» **TASK DATA**
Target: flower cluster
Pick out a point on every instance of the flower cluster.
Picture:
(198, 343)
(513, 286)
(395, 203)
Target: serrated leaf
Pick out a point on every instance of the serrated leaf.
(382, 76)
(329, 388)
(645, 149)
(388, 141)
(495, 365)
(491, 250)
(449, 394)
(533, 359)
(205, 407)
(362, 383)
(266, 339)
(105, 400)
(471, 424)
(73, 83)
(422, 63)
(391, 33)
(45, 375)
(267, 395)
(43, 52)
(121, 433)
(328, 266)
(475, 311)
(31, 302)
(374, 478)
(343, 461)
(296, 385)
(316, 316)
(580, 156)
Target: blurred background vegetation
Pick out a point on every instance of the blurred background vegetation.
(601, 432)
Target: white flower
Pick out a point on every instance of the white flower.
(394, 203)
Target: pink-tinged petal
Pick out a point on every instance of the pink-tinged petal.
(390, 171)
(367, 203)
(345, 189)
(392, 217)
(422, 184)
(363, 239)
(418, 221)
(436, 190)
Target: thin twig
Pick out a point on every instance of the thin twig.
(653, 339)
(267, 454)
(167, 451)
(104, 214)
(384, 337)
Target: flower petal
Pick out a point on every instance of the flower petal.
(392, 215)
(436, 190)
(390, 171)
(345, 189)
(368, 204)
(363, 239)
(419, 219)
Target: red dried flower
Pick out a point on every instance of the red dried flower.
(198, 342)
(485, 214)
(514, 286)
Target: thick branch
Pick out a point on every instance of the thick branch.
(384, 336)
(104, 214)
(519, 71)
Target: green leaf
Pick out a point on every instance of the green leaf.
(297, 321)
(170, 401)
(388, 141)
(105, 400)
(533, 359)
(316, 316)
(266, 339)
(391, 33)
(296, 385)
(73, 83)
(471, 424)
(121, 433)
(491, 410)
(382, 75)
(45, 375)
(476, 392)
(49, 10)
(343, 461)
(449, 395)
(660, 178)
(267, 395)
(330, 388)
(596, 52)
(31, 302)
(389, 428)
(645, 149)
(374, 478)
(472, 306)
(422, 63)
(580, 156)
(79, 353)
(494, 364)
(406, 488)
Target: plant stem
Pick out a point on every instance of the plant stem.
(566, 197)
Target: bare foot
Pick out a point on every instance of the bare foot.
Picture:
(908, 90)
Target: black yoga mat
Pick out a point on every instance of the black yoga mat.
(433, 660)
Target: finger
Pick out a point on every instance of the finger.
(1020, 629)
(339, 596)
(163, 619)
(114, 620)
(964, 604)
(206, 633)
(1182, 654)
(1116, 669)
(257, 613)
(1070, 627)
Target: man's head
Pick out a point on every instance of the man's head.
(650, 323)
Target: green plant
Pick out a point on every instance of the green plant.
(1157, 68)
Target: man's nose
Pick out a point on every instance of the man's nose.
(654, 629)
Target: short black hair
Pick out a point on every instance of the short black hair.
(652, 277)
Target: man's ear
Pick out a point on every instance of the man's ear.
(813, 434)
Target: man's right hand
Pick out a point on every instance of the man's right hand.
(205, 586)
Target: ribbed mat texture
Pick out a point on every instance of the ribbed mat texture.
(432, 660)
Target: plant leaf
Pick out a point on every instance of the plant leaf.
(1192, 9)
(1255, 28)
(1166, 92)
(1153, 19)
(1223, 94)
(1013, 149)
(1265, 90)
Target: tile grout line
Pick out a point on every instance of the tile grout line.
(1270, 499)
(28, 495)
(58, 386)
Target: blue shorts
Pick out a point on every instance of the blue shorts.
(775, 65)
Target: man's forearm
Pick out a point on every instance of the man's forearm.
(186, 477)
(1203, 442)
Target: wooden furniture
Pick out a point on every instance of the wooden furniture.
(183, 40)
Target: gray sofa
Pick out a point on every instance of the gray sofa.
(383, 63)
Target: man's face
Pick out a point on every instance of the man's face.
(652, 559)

» **YOUR TASK**
Retype only the stretch of lines above starting at the one with "Pick out a point on every instance of the blurred" and stopping at the one with "Target: pink-tinged petal", exactly as written, with both kept.

» **TASK RESULT**
Pick out a point on every instance of the blurred background vegetation.
(601, 432)
Target: white flower
Pick out a point on every instance of the white flower.
(394, 203)
Target: pink-tinged petal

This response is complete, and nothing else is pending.